• **What you need to do**
1 - In the Egon Schiele post, which dominant motifs in Schiele's work does the writer identify?
2 - Continue the Egon Schiele post from its final sentence with a further paragraph or two.

• **Page text**
Hence, Keynes theorises an economic system in which production stalls below full employment, but which is self stabilising with regard to various sorts of shock. The stable level of output and the stable interest rate can be derived, theoretically, from the propensities of saving and investment and the marginal efficiency of capital.

Sunday, October 04, 2009

about Egon Schiele

This month's lecture is about Egon Schiele's expressionist pictures and their relation to ideas of the avant garde in early twentieth century central europe.

"Why must you write these appalling adumbrations?" someone might say. It's a complicated issue. Mainly I wanted not to think any more about Egon Schiele. What interested me in the subject is:

1. that it can be shown that a good deal of the apparently "inexpressible" content of expressionist works is only reasonably rather than absolutely inexpressible, i.e. it certainly can be expressed, if only in overly complicated, tangled prose.

2. the way pictorial modernism works, for example in Schiele, is illuminating with respect to how political or scientific modernism works, for example in Freud.

Maybe the person asking the first question would also want to say some things about Karl Popper's popular theory of science. I doubt Popper would sign any of these speculations off. We are already exercising taste more than science in identifying the dominant motifs in Schiele's work: abstraction, distorted lines and sex. Relating these motifs to theories put forward, not by Schiele, but by his contemporaries, is to indulge speculation more, and more imprudently.

• **Data extracts**
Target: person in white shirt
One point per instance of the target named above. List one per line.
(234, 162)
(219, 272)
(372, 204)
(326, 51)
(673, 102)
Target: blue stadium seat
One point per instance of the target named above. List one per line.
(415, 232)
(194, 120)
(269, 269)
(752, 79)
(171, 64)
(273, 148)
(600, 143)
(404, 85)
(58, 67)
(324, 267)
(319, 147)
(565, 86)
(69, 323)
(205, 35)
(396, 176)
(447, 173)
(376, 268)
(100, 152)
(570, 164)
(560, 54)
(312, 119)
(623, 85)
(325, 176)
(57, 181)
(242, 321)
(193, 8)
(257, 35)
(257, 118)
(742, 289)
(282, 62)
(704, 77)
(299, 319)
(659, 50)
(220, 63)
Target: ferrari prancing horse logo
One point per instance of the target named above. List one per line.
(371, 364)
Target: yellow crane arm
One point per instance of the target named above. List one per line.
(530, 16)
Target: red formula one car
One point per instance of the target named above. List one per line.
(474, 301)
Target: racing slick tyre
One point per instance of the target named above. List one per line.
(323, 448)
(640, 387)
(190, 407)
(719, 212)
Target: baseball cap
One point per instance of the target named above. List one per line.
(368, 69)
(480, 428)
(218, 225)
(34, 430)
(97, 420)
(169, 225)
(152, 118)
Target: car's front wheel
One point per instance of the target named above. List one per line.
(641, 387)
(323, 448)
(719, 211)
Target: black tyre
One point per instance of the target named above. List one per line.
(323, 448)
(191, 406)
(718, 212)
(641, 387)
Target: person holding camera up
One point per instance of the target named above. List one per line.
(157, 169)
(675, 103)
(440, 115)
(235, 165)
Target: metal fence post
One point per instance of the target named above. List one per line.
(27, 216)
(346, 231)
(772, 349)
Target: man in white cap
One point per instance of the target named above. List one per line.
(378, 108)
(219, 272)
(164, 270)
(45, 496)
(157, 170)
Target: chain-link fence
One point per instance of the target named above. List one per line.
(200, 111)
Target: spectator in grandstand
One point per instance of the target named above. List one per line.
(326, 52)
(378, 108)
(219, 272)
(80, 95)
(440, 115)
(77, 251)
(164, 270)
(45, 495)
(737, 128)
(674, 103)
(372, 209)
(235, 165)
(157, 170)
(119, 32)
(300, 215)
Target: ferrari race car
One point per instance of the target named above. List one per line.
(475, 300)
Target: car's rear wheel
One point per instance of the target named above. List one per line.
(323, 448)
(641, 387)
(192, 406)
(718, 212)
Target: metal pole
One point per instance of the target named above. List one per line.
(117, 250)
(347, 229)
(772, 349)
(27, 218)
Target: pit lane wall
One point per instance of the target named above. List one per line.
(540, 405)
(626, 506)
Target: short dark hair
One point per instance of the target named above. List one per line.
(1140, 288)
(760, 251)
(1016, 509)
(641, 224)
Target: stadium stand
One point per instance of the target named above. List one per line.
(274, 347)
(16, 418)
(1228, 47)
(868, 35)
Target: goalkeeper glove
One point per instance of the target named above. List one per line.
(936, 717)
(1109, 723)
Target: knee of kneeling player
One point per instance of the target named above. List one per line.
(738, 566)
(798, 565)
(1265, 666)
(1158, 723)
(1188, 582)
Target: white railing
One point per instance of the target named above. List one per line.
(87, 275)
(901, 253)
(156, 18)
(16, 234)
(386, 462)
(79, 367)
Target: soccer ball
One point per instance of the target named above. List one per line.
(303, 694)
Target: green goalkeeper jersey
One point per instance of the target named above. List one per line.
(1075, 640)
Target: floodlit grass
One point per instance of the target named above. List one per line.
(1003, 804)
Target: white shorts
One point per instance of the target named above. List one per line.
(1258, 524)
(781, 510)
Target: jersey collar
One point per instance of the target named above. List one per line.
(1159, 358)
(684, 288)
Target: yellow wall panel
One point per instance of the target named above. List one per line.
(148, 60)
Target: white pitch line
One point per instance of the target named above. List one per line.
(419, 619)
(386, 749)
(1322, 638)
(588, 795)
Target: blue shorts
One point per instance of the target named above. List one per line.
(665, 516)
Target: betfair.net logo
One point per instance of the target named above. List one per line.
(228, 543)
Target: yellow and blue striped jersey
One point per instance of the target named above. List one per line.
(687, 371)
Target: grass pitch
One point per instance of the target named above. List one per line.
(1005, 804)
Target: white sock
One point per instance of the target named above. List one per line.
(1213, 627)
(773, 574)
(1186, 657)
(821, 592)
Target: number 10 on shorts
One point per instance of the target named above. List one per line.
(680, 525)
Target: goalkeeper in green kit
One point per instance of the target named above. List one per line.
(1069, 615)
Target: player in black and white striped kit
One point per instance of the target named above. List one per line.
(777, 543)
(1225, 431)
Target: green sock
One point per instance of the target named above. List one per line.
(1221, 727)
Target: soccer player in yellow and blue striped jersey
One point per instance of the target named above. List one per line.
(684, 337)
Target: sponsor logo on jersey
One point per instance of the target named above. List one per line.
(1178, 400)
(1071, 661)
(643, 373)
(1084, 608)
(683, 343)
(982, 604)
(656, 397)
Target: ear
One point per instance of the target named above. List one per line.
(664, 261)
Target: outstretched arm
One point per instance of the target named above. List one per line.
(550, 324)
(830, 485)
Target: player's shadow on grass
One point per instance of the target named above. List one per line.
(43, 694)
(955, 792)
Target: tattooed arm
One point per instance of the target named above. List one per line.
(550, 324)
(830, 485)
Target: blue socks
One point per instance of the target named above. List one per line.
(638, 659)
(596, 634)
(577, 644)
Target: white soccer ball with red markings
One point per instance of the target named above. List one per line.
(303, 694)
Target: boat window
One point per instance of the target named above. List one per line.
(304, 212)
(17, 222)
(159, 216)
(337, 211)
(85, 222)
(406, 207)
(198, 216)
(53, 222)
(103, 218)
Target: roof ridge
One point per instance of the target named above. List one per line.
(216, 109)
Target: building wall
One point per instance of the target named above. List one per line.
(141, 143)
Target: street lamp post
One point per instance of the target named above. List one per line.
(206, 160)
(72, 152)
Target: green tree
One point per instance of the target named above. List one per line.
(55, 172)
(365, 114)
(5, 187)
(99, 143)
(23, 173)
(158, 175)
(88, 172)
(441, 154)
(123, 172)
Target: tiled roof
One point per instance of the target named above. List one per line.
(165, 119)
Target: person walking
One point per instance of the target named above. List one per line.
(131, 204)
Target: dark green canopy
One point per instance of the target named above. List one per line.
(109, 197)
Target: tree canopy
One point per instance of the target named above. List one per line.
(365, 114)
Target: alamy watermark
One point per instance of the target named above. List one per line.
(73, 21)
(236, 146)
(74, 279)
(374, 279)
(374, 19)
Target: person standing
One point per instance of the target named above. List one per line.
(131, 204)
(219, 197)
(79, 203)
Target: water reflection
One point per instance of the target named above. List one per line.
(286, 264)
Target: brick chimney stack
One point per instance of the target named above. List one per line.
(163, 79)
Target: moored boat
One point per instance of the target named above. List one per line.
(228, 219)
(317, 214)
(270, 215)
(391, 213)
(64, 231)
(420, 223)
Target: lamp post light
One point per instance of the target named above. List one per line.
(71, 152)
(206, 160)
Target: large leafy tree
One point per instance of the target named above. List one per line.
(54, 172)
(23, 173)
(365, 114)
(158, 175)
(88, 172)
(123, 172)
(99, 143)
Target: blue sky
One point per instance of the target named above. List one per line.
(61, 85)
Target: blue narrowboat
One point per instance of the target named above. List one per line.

• **Exercise answers**
1 - Abstraction, distorted lines and sex.

2 -
Notes on Schiele:

1. Artists have always been interested in depicting relations of power. In Schiele's pictures social relations, even at the level of private life, are hardly shown. There are only the traces or imprints of social relations on atomised figures. The conformation of the bodies of Schiele's figures, their few scraps of underwear, and perhaps their hairstyles, seem to be charged with an obscure sociological, even physiological importance. I don't believe Schiele was any less interested in relations of power than his predecessors. In Schiele's pictures, I would suggest, power only attains its proper grandeur, is only really power, and is only of interest, when it operates abstractly. Consequently, Austria-Hungary's hundreds of cavalry officers must have seemed to be only a cheap imitation of power, and of no interest. Likewise the giant banks. In a particular theory of the avant garde, developed by Wassily Kandinsky, real political relations are subsumed by ideal relations. From this it follows that the operative ideal political relations are purely abstract. The world, according to this point of view, coheres as a "spiritual" whole. An image of a tart, paid to undress in a rented room, expresses the inner workings of this world no more or less well than a microscopic slide isolating tuberculosis bacteria.

2. The implicit theory of the avant garde already had an invented "upper" and "lower" section, corresponding to what individual consciousness had or had not yet "comprehended", before Freud's invention of similar agencies hemming consciousness in: the superego and id. Schiele's distorted, nervous lines develop the sort of ambiguities developed in Freud's analyses of dreams. Schiele is drawing at his desk, perhaps, and the lines are simultaneously, or alternately, "channeling" the "upper section" or social superego, and dissimulating against it, and perhaps also counterfeiting this imaginary "upper section", for the benefit of his putative bourgeois patrons, no doubt confined to the "lower section."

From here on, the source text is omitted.